**PASSAGE TO READ**
## Begin
Today we’d like to introduce you to Britany Kutch.

Britany, please share your story with us. How did you get to where you are today?
This is us… The very raw story behind MKD. Our story—the Madi Kay Designs story—is about growing, changing and improving! First, we had… each other.

Trent and Britany 11.19.05. #FAMILYOFTWO. We were both raised by single mothers and agree that the experiences of our childhood are what has made us who we are today: strong-willed, determined, ambitious, stubborn, and very passionate in everything we do. A quote that we live by is “nobody ever made a difference by being like everyone else”. We joke often that you could not pay us all the money in the world to go back through our childhood again, but we wouldn’t trade it for the world either because it’s what made us who we are today!

My childhood involved my parents’ divorce due to physical & mental abuse, alcoholism, adultery and mental illness. I had to grow up way too fast and be a “mother” rather than a sister to my 2 sisters and brother. I graduated at 17 and left home the day I was able. I wanted a college degree to ensure I would never have to rely on a man for my finances or happiness. Little did I know I would marry my high school sweetheart and create a life I had only dreamed of. Things are not always easy, we have had many ups and downs, but Trent and I are definitely “Better Together.”

Then we had…. Mason 08.21.07 and Madi Kay 04.01.10 (April Fools). #FAMILYOFFOUR. But, we wanted something… more. So in 2010 Madi Kay Designs started with 2 broke college graduates who soon became 2 poor teachers and parents of a 3-year-old son and newborn daughter (Madi Kay) that just needed to buy Christmas gifts for their family.

Trent, who dabbled in winemaking, bottled a batch and I designed the Holiday label.

Then of course what do underpaid, overworked teachers (mostly woman) love after a long day… well drinking wine of course! So, I may have bootlegged some wine out of the trunk of my car to pay for our first vinyl plotting machine. What started as just a hobby soon led to an opportunity for me to stop teaching and work the business full time. Now we have… Mom’s Telling Their Story. Our products are Made by The Best Women In TEXAS. Our designs are finely crafted by skilled designers in DFW. When art brings unique ideas and talented people together, it’s a beautiful thing.

As a woman run business #MKDFAMILYOFTEN we not only tell #YOURSTORY, but we get to tell #OURSTORY as working MOM’s. We are a diverse group, but we all share a deep desire to make a difference and uplift others through story gathering and storytelling through special, heartfelt signs. We have always believed and tried to instill the thought to our children that you can do anything you set your mind to and that nothing is impossible. We find success in being honest about who we are and the things we care about. We don’t always agree but respect our differences, and we are inspired to continue owning the #MKDSTORY and telling… #YOURSTORY.

TOGETHER WE CAN MAKE A DIFFERENCE: One tree at a time. As a family-owned company, our Earth’s precious resources, and their sustainability for generations to come are very important to us. That’s why we’re dedicated to environmental responsibility in all we do. We’re proud to partner with American Forest, and we happily plant one tree in honor of each wood print order we receive.
## End
**LISTED RECORDS**
## Begin
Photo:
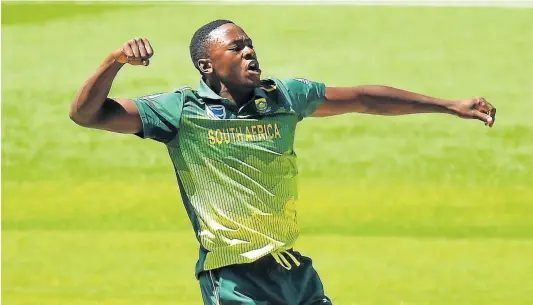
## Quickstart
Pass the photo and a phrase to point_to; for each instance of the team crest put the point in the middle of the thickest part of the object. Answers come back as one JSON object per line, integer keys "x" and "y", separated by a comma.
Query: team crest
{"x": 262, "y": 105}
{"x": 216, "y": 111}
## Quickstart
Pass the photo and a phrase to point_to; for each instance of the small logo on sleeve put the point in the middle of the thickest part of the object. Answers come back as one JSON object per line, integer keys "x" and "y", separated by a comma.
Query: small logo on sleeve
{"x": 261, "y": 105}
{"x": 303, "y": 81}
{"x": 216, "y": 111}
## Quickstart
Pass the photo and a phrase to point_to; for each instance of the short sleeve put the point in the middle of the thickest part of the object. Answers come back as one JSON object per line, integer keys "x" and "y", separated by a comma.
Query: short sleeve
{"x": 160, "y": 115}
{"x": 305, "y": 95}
## End
## Begin
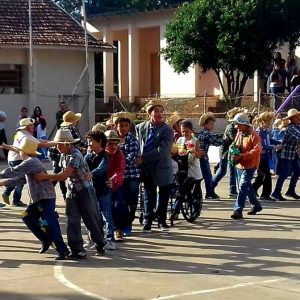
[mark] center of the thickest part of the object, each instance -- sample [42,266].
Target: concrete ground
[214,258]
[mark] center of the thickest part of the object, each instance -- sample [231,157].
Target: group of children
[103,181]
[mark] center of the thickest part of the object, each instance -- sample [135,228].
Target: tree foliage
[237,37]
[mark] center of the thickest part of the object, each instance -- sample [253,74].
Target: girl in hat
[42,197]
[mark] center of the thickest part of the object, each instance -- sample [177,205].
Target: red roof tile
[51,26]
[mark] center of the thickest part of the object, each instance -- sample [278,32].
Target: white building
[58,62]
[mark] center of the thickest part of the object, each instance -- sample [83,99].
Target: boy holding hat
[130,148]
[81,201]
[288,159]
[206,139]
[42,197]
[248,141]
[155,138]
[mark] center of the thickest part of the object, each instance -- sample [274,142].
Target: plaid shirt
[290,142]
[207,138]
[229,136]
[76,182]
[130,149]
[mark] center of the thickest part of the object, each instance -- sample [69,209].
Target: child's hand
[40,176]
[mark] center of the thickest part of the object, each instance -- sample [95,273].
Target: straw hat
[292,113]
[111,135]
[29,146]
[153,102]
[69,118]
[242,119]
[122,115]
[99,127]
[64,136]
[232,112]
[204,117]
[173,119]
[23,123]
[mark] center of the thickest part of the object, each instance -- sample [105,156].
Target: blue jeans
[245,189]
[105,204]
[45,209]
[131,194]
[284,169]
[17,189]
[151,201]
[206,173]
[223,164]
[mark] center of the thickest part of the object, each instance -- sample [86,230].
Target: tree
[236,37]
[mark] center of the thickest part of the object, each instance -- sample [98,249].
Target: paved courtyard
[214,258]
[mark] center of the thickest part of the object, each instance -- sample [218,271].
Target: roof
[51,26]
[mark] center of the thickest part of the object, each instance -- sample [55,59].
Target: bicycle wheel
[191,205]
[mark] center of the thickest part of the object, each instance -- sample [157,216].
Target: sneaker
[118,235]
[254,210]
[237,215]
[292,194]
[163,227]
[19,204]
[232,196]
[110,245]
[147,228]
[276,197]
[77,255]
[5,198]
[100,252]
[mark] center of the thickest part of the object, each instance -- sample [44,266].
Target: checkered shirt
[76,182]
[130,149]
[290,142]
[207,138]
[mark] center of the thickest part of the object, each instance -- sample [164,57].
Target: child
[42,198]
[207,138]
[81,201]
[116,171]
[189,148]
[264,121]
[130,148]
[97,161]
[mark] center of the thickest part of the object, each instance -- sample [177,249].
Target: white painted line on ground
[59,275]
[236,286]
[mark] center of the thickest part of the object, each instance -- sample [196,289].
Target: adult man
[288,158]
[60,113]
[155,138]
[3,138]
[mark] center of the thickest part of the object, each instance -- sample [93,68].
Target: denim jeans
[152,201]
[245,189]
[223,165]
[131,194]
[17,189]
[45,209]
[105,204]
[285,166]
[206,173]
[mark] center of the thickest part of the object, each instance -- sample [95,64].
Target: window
## End
## Begin
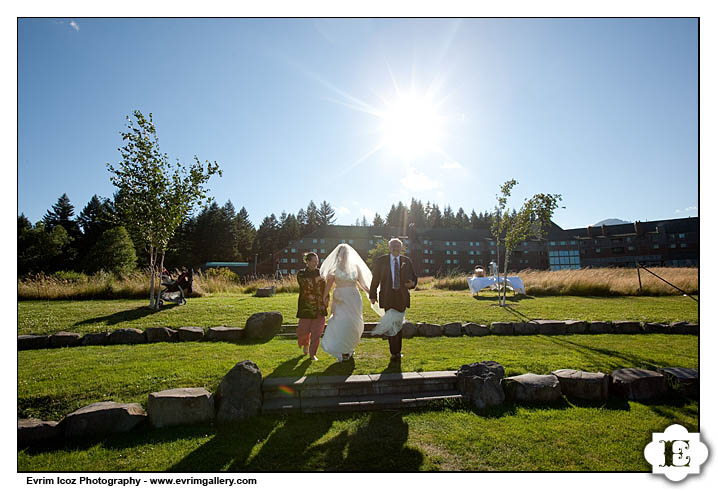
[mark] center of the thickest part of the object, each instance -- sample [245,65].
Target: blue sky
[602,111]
## End
**WHAT YOU HAVE TO DO**
In the Madi Kay Designs story above, why did Britany want a college degree? Answer in one to three sentences.

**OUTPUT**
She wanted a college degree so that she would never have to rely on a man for her finances or her happiness.